■ **Exercise directions**: I need the records below retyped exactly.

(Dataset entries)

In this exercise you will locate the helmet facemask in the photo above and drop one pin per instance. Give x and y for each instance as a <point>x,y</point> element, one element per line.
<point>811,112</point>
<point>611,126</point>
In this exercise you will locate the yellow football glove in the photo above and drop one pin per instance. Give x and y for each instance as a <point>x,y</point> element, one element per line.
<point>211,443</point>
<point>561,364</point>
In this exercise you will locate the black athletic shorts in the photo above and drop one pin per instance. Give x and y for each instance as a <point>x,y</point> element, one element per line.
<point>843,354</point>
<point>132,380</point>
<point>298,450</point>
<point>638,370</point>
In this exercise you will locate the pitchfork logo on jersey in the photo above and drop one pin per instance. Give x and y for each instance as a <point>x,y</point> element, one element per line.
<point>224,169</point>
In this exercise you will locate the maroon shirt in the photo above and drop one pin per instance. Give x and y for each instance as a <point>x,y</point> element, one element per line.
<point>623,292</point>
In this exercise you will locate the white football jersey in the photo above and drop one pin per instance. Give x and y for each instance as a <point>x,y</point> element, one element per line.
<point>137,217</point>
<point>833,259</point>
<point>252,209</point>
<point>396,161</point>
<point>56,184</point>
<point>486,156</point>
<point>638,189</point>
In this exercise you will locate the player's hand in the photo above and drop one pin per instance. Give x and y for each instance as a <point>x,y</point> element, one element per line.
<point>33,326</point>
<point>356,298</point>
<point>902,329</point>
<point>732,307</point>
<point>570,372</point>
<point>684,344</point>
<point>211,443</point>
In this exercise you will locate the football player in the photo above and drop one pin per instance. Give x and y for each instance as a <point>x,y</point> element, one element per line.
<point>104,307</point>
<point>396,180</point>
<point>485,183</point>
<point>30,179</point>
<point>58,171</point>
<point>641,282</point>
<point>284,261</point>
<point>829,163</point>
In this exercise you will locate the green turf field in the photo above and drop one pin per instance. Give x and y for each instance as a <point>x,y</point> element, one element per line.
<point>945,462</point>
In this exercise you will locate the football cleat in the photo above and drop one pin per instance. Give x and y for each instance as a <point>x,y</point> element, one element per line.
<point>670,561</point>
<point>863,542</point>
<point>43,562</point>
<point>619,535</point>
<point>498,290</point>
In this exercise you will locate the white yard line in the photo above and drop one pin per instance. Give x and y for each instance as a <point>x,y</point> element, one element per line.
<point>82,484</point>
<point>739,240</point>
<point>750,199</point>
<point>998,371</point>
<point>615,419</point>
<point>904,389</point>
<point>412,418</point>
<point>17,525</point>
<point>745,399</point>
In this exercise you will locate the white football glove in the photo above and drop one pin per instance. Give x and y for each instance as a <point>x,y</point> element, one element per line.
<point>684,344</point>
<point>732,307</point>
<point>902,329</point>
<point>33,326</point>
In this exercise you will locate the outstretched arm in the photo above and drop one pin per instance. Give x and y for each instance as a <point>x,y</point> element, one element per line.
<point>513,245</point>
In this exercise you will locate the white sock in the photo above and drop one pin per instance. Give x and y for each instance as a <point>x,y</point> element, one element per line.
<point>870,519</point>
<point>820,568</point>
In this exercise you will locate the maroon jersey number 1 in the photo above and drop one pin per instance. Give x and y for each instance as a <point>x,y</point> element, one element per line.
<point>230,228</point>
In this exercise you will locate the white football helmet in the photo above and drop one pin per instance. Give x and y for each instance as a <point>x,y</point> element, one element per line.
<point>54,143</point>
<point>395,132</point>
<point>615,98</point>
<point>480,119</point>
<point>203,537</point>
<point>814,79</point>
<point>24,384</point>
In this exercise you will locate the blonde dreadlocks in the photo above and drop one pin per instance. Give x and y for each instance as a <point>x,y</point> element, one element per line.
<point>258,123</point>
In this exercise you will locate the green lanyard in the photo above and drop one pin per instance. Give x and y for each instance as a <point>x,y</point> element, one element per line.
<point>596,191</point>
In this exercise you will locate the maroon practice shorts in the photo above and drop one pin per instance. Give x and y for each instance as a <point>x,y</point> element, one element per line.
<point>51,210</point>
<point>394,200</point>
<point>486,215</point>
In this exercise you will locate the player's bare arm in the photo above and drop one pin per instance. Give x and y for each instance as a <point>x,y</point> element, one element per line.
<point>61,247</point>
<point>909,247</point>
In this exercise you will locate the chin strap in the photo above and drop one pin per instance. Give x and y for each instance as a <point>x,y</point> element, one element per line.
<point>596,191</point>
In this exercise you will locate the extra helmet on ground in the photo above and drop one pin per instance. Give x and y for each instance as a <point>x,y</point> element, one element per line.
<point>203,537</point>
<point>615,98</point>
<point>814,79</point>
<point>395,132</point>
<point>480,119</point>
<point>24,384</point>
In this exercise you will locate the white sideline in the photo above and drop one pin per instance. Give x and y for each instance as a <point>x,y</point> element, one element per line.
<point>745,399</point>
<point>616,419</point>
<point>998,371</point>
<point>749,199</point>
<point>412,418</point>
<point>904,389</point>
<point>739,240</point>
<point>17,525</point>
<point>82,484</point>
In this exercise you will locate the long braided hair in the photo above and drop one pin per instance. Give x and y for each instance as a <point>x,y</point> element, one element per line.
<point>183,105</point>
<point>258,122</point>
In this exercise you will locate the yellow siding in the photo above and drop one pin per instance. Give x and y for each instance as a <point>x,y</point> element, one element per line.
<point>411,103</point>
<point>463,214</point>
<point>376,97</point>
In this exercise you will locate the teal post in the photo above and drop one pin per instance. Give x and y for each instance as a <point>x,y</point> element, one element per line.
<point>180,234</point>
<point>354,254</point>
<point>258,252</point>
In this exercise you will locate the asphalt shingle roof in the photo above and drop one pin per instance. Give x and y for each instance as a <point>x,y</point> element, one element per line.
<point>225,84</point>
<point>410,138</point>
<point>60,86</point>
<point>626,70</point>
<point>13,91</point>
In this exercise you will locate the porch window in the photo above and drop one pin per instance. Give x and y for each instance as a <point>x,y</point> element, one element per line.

■ **Task response**:
In this exercise you will locate the helmet facemask in the photo above and drop one pin per instance. Give x and y for each instance as a <point>x,y</point> element, one element per line.
<point>811,112</point>
<point>611,126</point>
In this exercise you will locate the yellow football glove in the photo above and drop one pin per instance. Give x and y for each instance as a <point>x,y</point> element, one element per line.
<point>211,443</point>
<point>561,364</point>
In this exercise you will locate the black athletic shorts in the photo above and drop one pin per instance. Give x and y for each instance as a <point>x,y</point> element, one element per line.
<point>843,354</point>
<point>132,380</point>
<point>298,450</point>
<point>638,370</point>
In this exercise you will locate the pitchfork logo on jersey in the photo above and drop one pin per instance. Give x and y for each instance as a <point>x,y</point> element, one element per line.
<point>224,169</point>
In this exercise you will locate the maroon shirt in the photo above and drop one pin per instance. Give x and y for each instance as a <point>x,y</point> element, one element per line.
<point>623,292</point>
In this exercise you will locate the white football jersey in the photo above and drop one pin per instance. Give x and y for each instance as a <point>x,y</point> element, one element per line.
<point>137,217</point>
<point>833,259</point>
<point>252,209</point>
<point>396,161</point>
<point>56,184</point>
<point>486,156</point>
<point>638,189</point>
In this exercise you will locate the player's hand in the photo above and drop one pin per instance. Give x and y for each instance as a <point>x,y</point> element, one element per line.
<point>33,326</point>
<point>356,298</point>
<point>902,329</point>
<point>732,307</point>
<point>570,372</point>
<point>684,344</point>
<point>211,443</point>
In this exercise you will locate the football player in the photo above and drop one pin per instance. Give x and y for each instance as a <point>x,y</point> element, one element per line.
<point>104,307</point>
<point>396,180</point>
<point>485,183</point>
<point>30,179</point>
<point>58,171</point>
<point>641,282</point>
<point>284,261</point>
<point>829,163</point>
In this exercise you will locate the green turf field in the photo above and drop one pin per instance. Give x and y for each instance as a <point>x,y</point> element, one element per line.
<point>945,462</point>
In this exercise you will locate the football cleat in the photo above and drop one pin per instance. Give x and y for each instance as a <point>x,y</point> element, one element per line.
<point>670,561</point>
<point>863,542</point>
<point>43,562</point>
<point>619,535</point>
<point>498,290</point>
In this exercise you will locate the white yard line in the photo above and drop one pin per instance. Give x and y for each instance as a <point>x,y</point> element, one element per line.
<point>82,484</point>
<point>739,240</point>
<point>750,199</point>
<point>998,371</point>
<point>615,419</point>
<point>904,389</point>
<point>412,418</point>
<point>17,525</point>
<point>745,399</point>
In this exercise you will locate the white football glove in the photo above and drop one pin per instance. Give x and y for each instance as a <point>x,y</point> element, one element per line.
<point>684,344</point>
<point>732,307</point>
<point>902,329</point>
<point>33,326</point>
In this exercise you will locate the outstretched arm in the photo above and drop one pin per instance. Give x and y for each instance as a <point>x,y</point> element, one element per line.
<point>513,245</point>
In this exercise you will locate the white sock in the photo above and drop one pin per instance. Give x and y for each instance as a <point>x,y</point> element, one element per line.
<point>870,519</point>
<point>820,568</point>
In this exercise you will locate the maroon jersey number 1 in the photo above and drop one pin per instance. Give x and y for each instance as a <point>x,y</point> element, one element per line.
<point>230,228</point>
In this exercise you will locate the white football helmet in the photo above and drop one pin per instance. Give x and y for each instance as a <point>x,y</point> element, one element per line.
<point>54,143</point>
<point>395,132</point>
<point>615,98</point>
<point>480,119</point>
<point>203,537</point>
<point>814,79</point>
<point>24,384</point>
In this exercise you will locate the blonde dreadlocks in the photo above and drop one pin per instance. Give x and y for each instance as a <point>x,y</point> element, one element per line.
<point>258,123</point>
In this exercise you will locate the green lanyard in the photo above and drop one pin per instance. Give x and y for each instance as a <point>x,y</point> element, one element per line.
<point>596,191</point>
In this exercise you will locate the maroon practice shorts in the photo above and drop one pin per instance. Give x and y for each instance as a <point>x,y</point> element, one element per line.
<point>51,210</point>
<point>394,200</point>
<point>486,215</point>
In this exercise you will locate the player's bare arm in the photo above and drop one pin per instance. Give x and y for each instance as a <point>x,y</point> element, one element per line.
<point>61,247</point>
<point>909,247</point>
In this exercise you will locate the chin strap in the photo above and drop one pin per instance. Give x and y for each instance as a <point>x,y</point> element, one element per line.
<point>596,191</point>
In this exercise you will locate the extra helmet on ground in the photo above and drop one pin per instance. Give x and y for each instance as a <point>x,y</point> element, one element per line.
<point>203,537</point>
<point>615,98</point>
<point>814,79</point>
<point>395,132</point>
<point>480,119</point>
<point>24,384</point>
In this exercise you will locate the white sideline in the photo above and drop one pin per instance. Give x and y for each instance as a <point>x,y</point> element, one element per line.
<point>745,399</point>
<point>616,419</point>
<point>998,371</point>
<point>749,199</point>
<point>412,418</point>
<point>904,389</point>
<point>739,240</point>
<point>17,525</point>
<point>82,484</point>
In this exercise you will locate the long braided hair in the photo above and drop one pin per instance. Give x and y for each instance as a <point>x,y</point> element, one element per line.
<point>183,105</point>
<point>258,122</point>
In this exercise you will locate the yellow siding in the photo above and drop one pin per instance. Give x and y for each instance as a <point>x,y</point> element, one element per line.
<point>411,103</point>
<point>463,214</point>
<point>376,97</point>
In this exercise you will locate the teal post in the photo above and drop one pin per instance. Give x and y for each instance as a <point>x,y</point> element, one element per line.
<point>180,234</point>
<point>354,254</point>
<point>258,252</point>
In this exercise you will locate the asphalt shingle roof in the photo above and drop one pin per instance. Give x and y for each instance as a <point>x,y</point> element, one element per line.
<point>225,84</point>
<point>410,138</point>
<point>60,86</point>
<point>626,70</point>
<point>13,91</point>
In this exercise you will locate the porch window in the photo above and drop one pin per instance. Give x and y for each instance as a <point>x,y</point> element, one element per line.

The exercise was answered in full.